WHAT YOU ARE ASKED TO DO
Copy out all of the records below line for line, leaving out the pictures.

Records from a dataset
begin
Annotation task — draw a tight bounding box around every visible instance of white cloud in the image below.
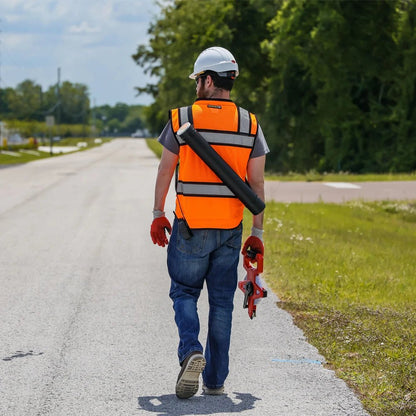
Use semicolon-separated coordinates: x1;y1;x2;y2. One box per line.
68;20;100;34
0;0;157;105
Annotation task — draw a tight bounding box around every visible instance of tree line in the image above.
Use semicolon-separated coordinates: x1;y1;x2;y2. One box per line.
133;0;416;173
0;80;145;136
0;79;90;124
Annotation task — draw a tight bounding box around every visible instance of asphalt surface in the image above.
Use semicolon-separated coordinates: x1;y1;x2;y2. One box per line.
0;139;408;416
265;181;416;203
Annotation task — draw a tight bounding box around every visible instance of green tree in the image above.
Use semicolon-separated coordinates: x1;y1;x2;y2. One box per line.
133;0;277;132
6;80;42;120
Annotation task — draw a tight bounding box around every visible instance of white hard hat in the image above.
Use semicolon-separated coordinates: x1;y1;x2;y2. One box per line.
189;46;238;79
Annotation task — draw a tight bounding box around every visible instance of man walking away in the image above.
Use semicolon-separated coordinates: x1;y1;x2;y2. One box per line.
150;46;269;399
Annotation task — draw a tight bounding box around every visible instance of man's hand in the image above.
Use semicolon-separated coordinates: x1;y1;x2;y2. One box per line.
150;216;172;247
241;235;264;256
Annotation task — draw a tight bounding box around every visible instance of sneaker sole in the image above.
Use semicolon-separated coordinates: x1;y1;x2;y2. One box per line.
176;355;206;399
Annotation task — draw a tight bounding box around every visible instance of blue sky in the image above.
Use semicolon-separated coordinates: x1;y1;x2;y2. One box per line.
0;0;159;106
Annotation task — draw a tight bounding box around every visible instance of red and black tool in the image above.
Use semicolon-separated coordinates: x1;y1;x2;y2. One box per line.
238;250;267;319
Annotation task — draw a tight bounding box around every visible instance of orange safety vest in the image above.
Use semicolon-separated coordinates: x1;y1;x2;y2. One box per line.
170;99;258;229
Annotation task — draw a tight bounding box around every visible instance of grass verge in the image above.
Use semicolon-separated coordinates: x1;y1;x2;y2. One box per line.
end
OUTPUT BELOW
Annotation task — draw a tight bounding box around every visible instance of white cloud in the image below.
Use semicolon-separated coordinates: x1;y1;x2;y2. One box per line.
68;20;100;34
0;0;157;105
Annotation task — draw a tight bounding box around every visible instance of tree line in the image above.
Use semicolon-separated coordinates: x1;y1;x2;y2. One box per line.
133;0;416;173
0;80;145;136
0;79;90;124
Annotation task — draw a tight bounding box around every visible instance of asphalt surface in the image above.
Use semicolon-separated coordinates: x1;y1;x2;y2. One box per line.
0;139;408;416
265;181;416;203
Annotation task — draw a tight bounding box around every visible instance of green tree in the image above.
Use semicolon-separated coordinates: x1;y1;x2;y2. One box per line.
133;0;277;132
6;80;42;120
Annotation task — draw a tight bounding box around every visible instance of white hard hat in the image above.
Use semicolon-separated coordinates: x1;y1;x2;y2. One box per line.
189;46;238;79
Annotation task — draw a tight bounding box around every visible instance of man walking away in the image above.
Use semicolon-separated coordinates: x1;y1;x2;y2. One box per line.
150;46;269;399
Annotation task — draw a tight bounding box around every visible instance of man's hand in the image above.
Use semicolon-separated coordinates: x1;y1;x2;y2. One box per line.
150;216;172;247
241;235;264;256
Annotation task — draw a tight bounding box around every visible instance of sneaker sole in the image above.
Use semicolon-separated coordinates: x1;y1;x2;y2. One box per line.
176;355;206;399
Annotation task — draw a tight bounding box around every visible instance of blue sky in the image above.
Use semicolon-separated coordinates: x1;y1;x2;y2. One box per line.
0;0;159;106
Annotation task — draw a tight bounding box around every visible instance of red and black tool in the image above.
Use semicolon-separated coordinates: x1;y1;x2;y2. One box per line.
238;250;267;319
Annotation task — draw a tight bounding box around every visible instance of orange safety vest in the image above.
Use semicolon-separated coordinates: x1;y1;x2;y2. One box per line.
170;99;258;229
Annotation task — draw a tight bounding box around every visible instance of grass verge in the image above.
Use semicolon-separated coordinates: x1;y1;x2;y2. One box per line.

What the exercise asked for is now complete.